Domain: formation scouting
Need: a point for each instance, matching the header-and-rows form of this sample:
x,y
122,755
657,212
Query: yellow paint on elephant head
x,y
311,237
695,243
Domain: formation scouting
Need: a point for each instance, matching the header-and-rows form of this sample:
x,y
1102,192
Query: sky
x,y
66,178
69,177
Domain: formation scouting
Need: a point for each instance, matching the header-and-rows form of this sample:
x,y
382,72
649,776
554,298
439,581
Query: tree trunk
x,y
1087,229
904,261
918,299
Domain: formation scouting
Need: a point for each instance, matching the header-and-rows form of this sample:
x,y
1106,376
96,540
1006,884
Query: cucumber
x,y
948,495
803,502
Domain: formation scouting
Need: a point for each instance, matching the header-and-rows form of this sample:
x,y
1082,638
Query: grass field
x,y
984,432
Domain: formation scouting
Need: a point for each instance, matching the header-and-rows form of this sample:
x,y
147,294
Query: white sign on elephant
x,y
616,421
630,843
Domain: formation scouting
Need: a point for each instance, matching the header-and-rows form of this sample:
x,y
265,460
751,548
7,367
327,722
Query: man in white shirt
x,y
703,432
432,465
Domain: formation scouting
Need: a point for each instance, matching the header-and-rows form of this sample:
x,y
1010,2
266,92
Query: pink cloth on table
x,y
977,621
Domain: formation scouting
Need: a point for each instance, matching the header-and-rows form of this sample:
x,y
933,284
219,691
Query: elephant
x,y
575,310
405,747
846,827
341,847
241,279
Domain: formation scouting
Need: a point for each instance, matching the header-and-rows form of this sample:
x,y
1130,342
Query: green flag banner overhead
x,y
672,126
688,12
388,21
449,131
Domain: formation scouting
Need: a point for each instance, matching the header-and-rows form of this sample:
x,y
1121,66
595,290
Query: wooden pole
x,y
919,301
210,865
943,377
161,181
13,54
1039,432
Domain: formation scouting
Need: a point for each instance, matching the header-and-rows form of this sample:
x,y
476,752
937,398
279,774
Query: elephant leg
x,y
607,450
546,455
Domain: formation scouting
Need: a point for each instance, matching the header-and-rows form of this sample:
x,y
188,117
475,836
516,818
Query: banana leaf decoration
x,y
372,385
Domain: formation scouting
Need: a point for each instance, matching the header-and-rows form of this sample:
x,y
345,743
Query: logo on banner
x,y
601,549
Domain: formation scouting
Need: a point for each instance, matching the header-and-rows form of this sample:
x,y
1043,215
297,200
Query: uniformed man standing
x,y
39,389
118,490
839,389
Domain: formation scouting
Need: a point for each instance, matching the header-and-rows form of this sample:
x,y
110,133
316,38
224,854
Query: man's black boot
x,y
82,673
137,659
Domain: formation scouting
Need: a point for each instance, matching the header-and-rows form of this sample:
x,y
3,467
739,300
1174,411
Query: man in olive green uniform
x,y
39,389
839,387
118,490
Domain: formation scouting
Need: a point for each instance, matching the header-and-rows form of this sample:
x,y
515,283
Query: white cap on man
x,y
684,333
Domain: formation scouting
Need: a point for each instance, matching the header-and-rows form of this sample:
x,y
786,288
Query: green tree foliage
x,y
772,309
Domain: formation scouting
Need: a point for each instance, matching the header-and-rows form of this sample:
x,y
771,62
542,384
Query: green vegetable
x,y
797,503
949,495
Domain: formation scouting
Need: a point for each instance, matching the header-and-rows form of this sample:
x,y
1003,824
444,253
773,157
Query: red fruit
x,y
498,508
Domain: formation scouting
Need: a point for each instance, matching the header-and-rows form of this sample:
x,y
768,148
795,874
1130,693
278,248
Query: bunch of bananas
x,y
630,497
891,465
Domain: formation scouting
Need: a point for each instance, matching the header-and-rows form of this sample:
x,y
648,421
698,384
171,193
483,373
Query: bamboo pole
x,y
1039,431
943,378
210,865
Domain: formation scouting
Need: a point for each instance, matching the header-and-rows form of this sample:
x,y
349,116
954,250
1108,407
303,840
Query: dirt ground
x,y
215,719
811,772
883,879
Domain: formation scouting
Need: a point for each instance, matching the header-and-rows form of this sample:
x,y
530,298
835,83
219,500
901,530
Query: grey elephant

About this exercise: Every line above should be output exactly as it stands.

Solved problem:
Domain: formation scouting
Need: a point for each instance, matching the header-and-rows form of this sample:
x,y
122,755
657,212
Query: yellow paint on elephant head
x,y
311,237
695,243
Domain: formation scouting
Need: a point for each instance, matching the header-and-rows form of this sample:
x,y
1102,192
Query: sky
x,y
66,178
69,177
Domain: formation scouting
Need: a point for each instance, matching the header-and-rows form of this sample:
x,y
382,72
649,776
554,298
439,581
Query: tree trunk
x,y
1087,229
904,261
918,299
Domain: formation scouting
Need: a point for each instance, matching the header-and-rows form of this sample:
x,y
1106,376
96,540
1006,884
Query: cucumber
x,y
948,495
803,502
Domain: formation scouting
Need: a point for each instance, matching the header-and-rows form of this sample:
x,y
1082,638
Query: grass field
x,y
984,432
Domain: formation scouting
Need: a point for each instance, matching the header-and-rows form of this sample:
x,y
147,294
Query: white sign on elephant
x,y
616,421
630,843
Domain: formation scouting
Need: a point for each instance, matching the header-and-rows form of this sample:
x,y
265,460
751,548
7,367
327,722
Query: man in white shirt
x,y
703,432
432,465
Domain: formation scouting
Need: a point for each instance, matching the header-and-rows form of this sample:
x,y
1010,2
266,92
Query: pink cloth on table
x,y
977,621
Domain: formation scouting
Need: a point for each instance, matching the header-and-rows form of this sample:
x,y
933,284
219,691
Query: elephant
x,y
575,310
405,747
846,827
341,847
241,279
Domain: formation scouting
Need: a point for each instance, matching the header-and-rows form of this sample:
x,y
1130,342
Query: green flag banner overhead
x,y
672,126
688,12
388,21
449,131
Domain: formation scouting
Need: a point for each instance, matching the header-and-rows form of this sample:
x,y
1121,66
595,290
Query: wooden pole
x,y
919,301
210,865
943,377
161,181
13,54
1039,432
Domain: formation scouting
Need: a point for each instance, matching the header-and-rows form of this sample:
x,y
476,752
937,398
279,774
Query: elephant leg
x,y
607,450
546,455
Domain: formation scouting
Need: a point for each instance, matching the header-and-rows form of this sample:
x,y
188,117
475,836
516,818
Query: banana leaf decoration
x,y
372,385
Domain: formation scouting
Need: a point for each instance, matching the header-and-rows form of this sample:
x,y
345,743
Query: logo on banner
x,y
601,549
Domain: formation scouting
Need: a point for each instance, matching the header-and-rows form of this sample:
x,y
1043,215
297,200
Query: uniformed man standing
x,y
39,389
118,490
839,389
Domain: formation scouting
Need: a point for each instance, matching the header-and-rows form of this sample:
x,y
110,133
316,38
224,854
Query: man's black boot
x,y
82,673
137,659
Domain: formation scouting
Need: a point for each instance, matching the header-and-rows form of this sample:
x,y
3,467
739,300
1174,411
Query: man in olive green uniform
x,y
39,389
839,387
118,490
Domain: formation scouting
Need: a point for each instance, matching the header-and-rows form of this sample:
x,y
515,283
Query: white cap on man
x,y
684,333
Domain: formation scouting
Need: a point for each instance, matching the header-and-rows form of this sample:
x,y
786,288
Query: green tree foliage
x,y
772,309
Domain: formation scouting
Need: a point for each instance, matching the header-and-rows form of this sample:
x,y
771,62
542,384
Query: green vegetable
x,y
797,503
949,495
Domain: formation scouting
Need: a point for each instance, matching the header-and-rows form of this sample:
x,y
1003,824
444,253
773,157
Query: red fruit
x,y
498,508
Domain: formation scouting
Need: a point for each instance, matching the header-and-rows form of this sample:
x,y
768,148
795,874
1130,693
278,248
Query: bunch of bananas
x,y
630,497
891,465
Domain: formation scouting
Need: a point for each instance, matching the header-and-rows form of this sample:
x,y
648,421
698,384
171,193
483,373
Query: bamboo pole
x,y
1039,431
943,378
210,865
Domain: formation scouting
Need: a point for each instance, matching the header-and-rows form of this sample:
x,y
349,116
954,250
1108,407
303,840
Query: dirt ground
x,y
215,719
811,772
883,879
Domain: formation scouting
Need: a point for each instance, matching the header-and-rows form of this sample:
x,y
530,298
835,83
219,500
901,530
Query: grey elephant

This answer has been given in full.